>> Start INPUT RECORDS
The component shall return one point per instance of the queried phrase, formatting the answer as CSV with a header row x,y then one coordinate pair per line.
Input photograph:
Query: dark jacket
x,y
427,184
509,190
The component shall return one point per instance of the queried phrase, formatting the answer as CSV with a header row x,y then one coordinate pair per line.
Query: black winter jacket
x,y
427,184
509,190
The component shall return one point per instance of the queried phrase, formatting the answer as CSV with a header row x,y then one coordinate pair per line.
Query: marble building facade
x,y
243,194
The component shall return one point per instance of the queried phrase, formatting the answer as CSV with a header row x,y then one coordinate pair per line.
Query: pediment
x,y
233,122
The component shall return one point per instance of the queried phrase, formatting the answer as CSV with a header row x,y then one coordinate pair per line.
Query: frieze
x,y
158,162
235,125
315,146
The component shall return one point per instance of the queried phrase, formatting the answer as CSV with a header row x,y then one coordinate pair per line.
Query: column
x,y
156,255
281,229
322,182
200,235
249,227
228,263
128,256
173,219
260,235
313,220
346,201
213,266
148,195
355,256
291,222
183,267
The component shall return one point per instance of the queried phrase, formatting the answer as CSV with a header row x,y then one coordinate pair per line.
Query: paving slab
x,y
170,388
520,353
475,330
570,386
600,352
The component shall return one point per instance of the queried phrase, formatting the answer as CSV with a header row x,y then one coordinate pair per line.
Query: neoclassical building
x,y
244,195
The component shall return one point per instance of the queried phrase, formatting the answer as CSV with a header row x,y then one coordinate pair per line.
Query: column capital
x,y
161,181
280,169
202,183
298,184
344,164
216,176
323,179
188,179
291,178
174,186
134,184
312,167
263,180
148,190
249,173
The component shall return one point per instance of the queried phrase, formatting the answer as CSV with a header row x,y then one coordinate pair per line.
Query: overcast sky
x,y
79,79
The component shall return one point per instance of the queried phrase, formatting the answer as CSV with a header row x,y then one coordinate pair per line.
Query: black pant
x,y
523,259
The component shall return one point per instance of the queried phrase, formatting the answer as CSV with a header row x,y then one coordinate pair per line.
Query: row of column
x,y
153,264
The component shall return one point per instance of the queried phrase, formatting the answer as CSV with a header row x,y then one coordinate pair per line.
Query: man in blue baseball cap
>> End INPUT RECORDS
**STATED EXERCISE**
Recopy the entries above exactly, with every line included.

**EXERCISE RESULT**
The component shall return one point per instance of the queried phrase, formatting the answer as CSV with a header row x,y then one coordinate pair per line.
Input photograph:
Query: dark jacket
x,y
427,184
509,190
The component shall return one point per instance of the queried phrase, formatting the answer as CSV with a header row x,y then one coordinate pair per line.
Query: black winter jacket
x,y
427,184
509,190
The component shall return one point per instance of the queried phrase, formatting the answer as CSV with a header row x,y then one coordinate pair per line.
Query: marble building facade
x,y
243,194
The component shall return one point per instance of the queried phrase, formatting the answer as CSV with a header row x,y then one coordinate pair per line.
Query: pediment
x,y
233,122
The component shall return one point per instance of the queried phrase, formatting the answer as CSV with a header row x,y then one coordinate pair per line.
Query: frieze
x,y
158,162
235,125
315,146
The component shall return one point per instance of the queried phrase, formatting the answer as CSV with a header row x,y then one coordinate pair per line.
Query: column
x,y
156,255
281,229
322,182
200,235
249,227
228,263
128,256
173,219
260,235
313,220
346,201
213,266
148,195
355,256
291,222
183,267
The component shall return one point per instance of the queried phrase, formatting the answer as CSV with a header row x,y then one coordinate pair per line.
Query: paving slab
x,y
170,388
520,353
475,330
570,386
600,352
The component shall return one point per instance of the queried phrase, formatting the answer as CSV with a header row x,y then one coordinate pair per line.
Query: neoclassical building
x,y
244,195
The component shall return one point per instance of the queried phrase, formatting the answer as CSV with a header row x,y then one coordinate pair per line.
Query: column capital
x,y
161,181
280,169
202,183
298,184
344,164
216,176
323,179
188,179
291,178
174,186
134,184
312,167
263,180
148,190
249,173
The component shall return one point per instance of the queried phrase, formatting the answer as CSV with a header row x,y then one coordinate pair per line.
Query: overcast sky
x,y
79,79
The component shall return one point per instance of the queried phrase, formatting the answer as CSV with a header row x,y then one coordinate pair per line.
Query: black pant
x,y
523,259
The component shall return one point per instance of the queried phrase, formatting the answer as CSV with a header row x,y then one coordinate pair per line.
Query: row of column
x,y
153,264
The component shall return one point per instance of the queried phrase, formatting the answer as CSV with a header row x,y then one coordinate pair per line.
Query: man in blue baseball cap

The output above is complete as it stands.